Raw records
-------------------------

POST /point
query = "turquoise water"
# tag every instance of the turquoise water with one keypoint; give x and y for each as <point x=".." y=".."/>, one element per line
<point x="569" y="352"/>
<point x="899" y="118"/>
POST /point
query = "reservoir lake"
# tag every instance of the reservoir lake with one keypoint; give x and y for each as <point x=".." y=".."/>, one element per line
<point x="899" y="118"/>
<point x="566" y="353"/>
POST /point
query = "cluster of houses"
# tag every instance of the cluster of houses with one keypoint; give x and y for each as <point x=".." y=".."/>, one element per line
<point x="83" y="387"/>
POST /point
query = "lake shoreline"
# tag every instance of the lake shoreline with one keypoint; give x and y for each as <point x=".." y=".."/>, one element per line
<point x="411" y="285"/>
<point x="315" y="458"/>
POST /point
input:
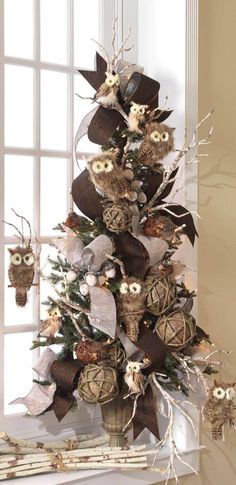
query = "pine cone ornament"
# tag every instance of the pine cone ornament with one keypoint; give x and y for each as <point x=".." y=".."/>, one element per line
<point x="219" y="408"/>
<point x="91" y="352"/>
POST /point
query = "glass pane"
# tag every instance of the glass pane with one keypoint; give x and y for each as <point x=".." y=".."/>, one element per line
<point x="18" y="27"/>
<point x="18" y="106"/>
<point x="53" y="110"/>
<point x="82" y="107"/>
<point x="53" y="194"/>
<point x="45" y="289"/>
<point x="53" y="31"/>
<point x="86" y="26"/>
<point x="13" y="314"/>
<point x="18" y="190"/>
<point x="17" y="370"/>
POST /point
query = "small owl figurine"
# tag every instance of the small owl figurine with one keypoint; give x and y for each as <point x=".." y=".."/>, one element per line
<point x="51" y="325"/>
<point x="131" y="305"/>
<point x="107" y="93"/>
<point x="111" y="179"/>
<point x="136" y="117"/>
<point x="21" y="272"/>
<point x="134" y="378"/>
<point x="219" y="408"/>
<point x="157" y="143"/>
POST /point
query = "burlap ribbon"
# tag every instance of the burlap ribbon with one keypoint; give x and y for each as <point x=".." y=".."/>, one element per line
<point x="146" y="415"/>
<point x="66" y="374"/>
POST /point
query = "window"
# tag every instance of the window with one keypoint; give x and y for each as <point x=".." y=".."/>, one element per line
<point x="42" y="46"/>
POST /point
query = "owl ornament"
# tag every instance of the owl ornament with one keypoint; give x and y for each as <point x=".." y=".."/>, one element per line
<point x="21" y="269"/>
<point x="134" y="378"/>
<point x="131" y="305"/>
<point x="108" y="91"/>
<point x="136" y="117"/>
<point x="111" y="179"/>
<point x="157" y="143"/>
<point x="219" y="408"/>
<point x="51" y="325"/>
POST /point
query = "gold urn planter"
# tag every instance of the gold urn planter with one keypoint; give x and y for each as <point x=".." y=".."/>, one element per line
<point x="115" y="415"/>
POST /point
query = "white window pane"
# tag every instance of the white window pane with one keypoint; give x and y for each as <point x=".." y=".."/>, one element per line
<point x="54" y="31"/>
<point x="81" y="108"/>
<point x="86" y="26"/>
<point x="13" y="314"/>
<point x="18" y="27"/>
<point x="18" y="106"/>
<point x="53" y="110"/>
<point x="17" y="369"/>
<point x="53" y="194"/>
<point x="18" y="190"/>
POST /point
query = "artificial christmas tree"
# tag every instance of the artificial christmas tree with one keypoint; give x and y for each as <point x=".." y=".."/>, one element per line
<point x="121" y="309"/>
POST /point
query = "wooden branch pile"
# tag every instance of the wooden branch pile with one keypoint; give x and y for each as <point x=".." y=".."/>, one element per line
<point x="22" y="458"/>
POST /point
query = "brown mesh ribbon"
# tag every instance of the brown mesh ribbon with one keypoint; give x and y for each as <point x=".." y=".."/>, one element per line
<point x="154" y="348"/>
<point x="146" y="416"/>
<point x="140" y="88"/>
<point x="66" y="375"/>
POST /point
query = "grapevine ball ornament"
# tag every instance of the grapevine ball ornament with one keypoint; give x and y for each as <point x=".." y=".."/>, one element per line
<point x="177" y="329"/>
<point x="98" y="384"/>
<point x="72" y="220"/>
<point x="219" y="408"/>
<point x="91" y="352"/>
<point x="161" y="227"/>
<point x="157" y="143"/>
<point x="117" y="218"/>
<point x="161" y="294"/>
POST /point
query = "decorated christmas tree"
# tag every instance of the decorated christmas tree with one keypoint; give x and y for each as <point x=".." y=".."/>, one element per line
<point x="121" y="310"/>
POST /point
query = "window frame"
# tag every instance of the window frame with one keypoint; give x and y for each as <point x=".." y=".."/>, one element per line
<point x="127" y="13"/>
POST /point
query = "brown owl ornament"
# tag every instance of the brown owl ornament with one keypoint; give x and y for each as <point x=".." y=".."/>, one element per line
<point x="157" y="143"/>
<point x="111" y="179"/>
<point x="22" y="263"/>
<point x="131" y="305"/>
<point x="219" y="407"/>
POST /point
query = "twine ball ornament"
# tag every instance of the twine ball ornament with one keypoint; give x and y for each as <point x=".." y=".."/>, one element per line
<point x="176" y="330"/>
<point x="98" y="384"/>
<point x="117" y="218"/>
<point x="92" y="352"/>
<point x="159" y="226"/>
<point x="116" y="355"/>
<point x="161" y="294"/>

-------------------------

Extract the full listing above verbatim; pictures are to be left out of the copy.

POST /point
query = "turquoise water"
# tag every instance of the turquoise water with one keypoint; give x and y for each as <point x=".." y=".."/>, one element per line
<point x="569" y="352"/>
<point x="899" y="118"/>
POST /point
query = "reservoir lake"
# tag every instance of the reservoir lake with one keypoint; give x and y for each as <point x=".." y=".."/>, one element per line
<point x="899" y="118"/>
<point x="566" y="353"/>
POST /point
query = "cluster of houses"
# tag every instance of the cluster of houses with one keypoint; give x and y for each as <point x=".." y=".."/>, one element per line
<point x="83" y="387"/>
POST /point
query = "lake shoreline"
# tag every instance of the lake shoreline with one keypoint; give x and y for each as <point x=".." y=".."/>, one element per line
<point x="411" y="285"/>
<point x="315" y="458"/>
POST /point
input:
query = "pine cone ornament"
# tag every instance of the pine cone ornament with one keypoint; give x and y for each as <point x=".." y=".."/>, one element per line
<point x="219" y="408"/>
<point x="91" y="352"/>
POST /point
query = "glass pane"
# tag every instance of the glass pane with one keypoint; give x and y for each as <point x=".." y=".."/>, one element per line
<point x="18" y="27"/>
<point x="18" y="106"/>
<point x="53" y="110"/>
<point x="82" y="107"/>
<point x="53" y="194"/>
<point x="45" y="289"/>
<point x="53" y="31"/>
<point x="86" y="26"/>
<point x="13" y="314"/>
<point x="18" y="190"/>
<point x="17" y="370"/>
POST /point
query = "small owl figurine"
# tag every instance of the small owl figurine with one keypoint; give x and y for each as <point x=".." y=".."/>, one element per line
<point x="51" y="325"/>
<point x="131" y="305"/>
<point x="107" y="93"/>
<point x="111" y="179"/>
<point x="136" y="117"/>
<point x="21" y="272"/>
<point x="134" y="378"/>
<point x="219" y="408"/>
<point x="157" y="143"/>
POST /point
query = "burlap ribbon"
# tag every instance of the burlap ribbon with one keypoint; give x and y for each as <point x=".." y=".."/>, one element per line
<point x="146" y="415"/>
<point x="66" y="374"/>
POST /point
query = "window"
# tag every instance of the window with one keypoint; give x and y for each as <point x=".." y=".."/>, one element per line
<point x="42" y="46"/>
POST /point
query = "owl ornament"
# tag every instance of the owl ornament with one keypoint; give x and y for each as <point x=".." y=".."/>, one element per line
<point x="21" y="269"/>
<point x="134" y="378"/>
<point x="131" y="305"/>
<point x="108" y="91"/>
<point x="136" y="117"/>
<point x="111" y="179"/>
<point x="157" y="143"/>
<point x="219" y="408"/>
<point x="51" y="325"/>
POST /point
query = "gold urn planter"
# tag every instance of the gold urn planter with one keypoint; give x and y for each as <point x=".." y=".."/>, one element per line
<point x="115" y="415"/>
POST /point
query = "white window pane"
# tag every instance of the white window pane with one keypoint; give x and y for each as <point x=".." y=".."/>, one element per line
<point x="54" y="31"/>
<point x="81" y="108"/>
<point x="86" y="26"/>
<point x="13" y="314"/>
<point x="18" y="27"/>
<point x="18" y="106"/>
<point x="53" y="110"/>
<point x="17" y="369"/>
<point x="53" y="194"/>
<point x="18" y="190"/>
POST /point
query = "artificial christmas tree"
# tag every instance of the artificial christmas tree with one keypoint; give x and y for each as <point x=".." y=".."/>, one element per line
<point x="121" y="309"/>
POST /point
query = "wooden branch pile"
# tag every instance of the wooden branch pile with one keypoint; give x and y for each as <point x=".." y=".."/>, one element per line
<point x="22" y="458"/>
POST /point
query = "brown mesh ribbon"
# tag every instance of the brown mesh ribbon with one keypoint; give x and y for each as <point x=".." y=".."/>, one element per line
<point x="154" y="348"/>
<point x="146" y="416"/>
<point x="140" y="88"/>
<point x="66" y="375"/>
POST /point
query = "grapevine ball ornament"
# tag every instance of the grapevine ball ornament with one keypoint; give x and y for each as <point x=".." y=".."/>, one element per line
<point x="177" y="329"/>
<point x="98" y="384"/>
<point x="72" y="220"/>
<point x="219" y="408"/>
<point x="91" y="352"/>
<point x="161" y="227"/>
<point x="157" y="143"/>
<point x="117" y="218"/>
<point x="161" y="294"/>
POST /point
query = "decorated christmas tree"
# tag every instance of the decorated christmas tree with one keypoint; give x and y for each as <point x=".." y=".."/>, one element per line
<point x="121" y="310"/>
POST /point
query = "window frame"
# tag every instance of the window frame with one keypoint; give x and y for each as <point x=".." y=".."/>, one element per line
<point x="127" y="13"/>
POST /point
query = "brown owl ornament"
# tag every instance of the brown owl ornament with one keypoint; give x and y for each as <point x=".." y=".."/>, one element per line
<point x="157" y="143"/>
<point x="111" y="179"/>
<point x="22" y="263"/>
<point x="131" y="305"/>
<point x="219" y="407"/>
POST /point
query = "twine ball ornament"
# tag every instance of the twine ball ornament with one keypoint; give x and y for each as <point x=".." y=".."/>, one element per line
<point x="176" y="330"/>
<point x="98" y="384"/>
<point x="117" y="218"/>
<point x="92" y="352"/>
<point x="159" y="226"/>
<point x="116" y="355"/>
<point x="161" y="294"/>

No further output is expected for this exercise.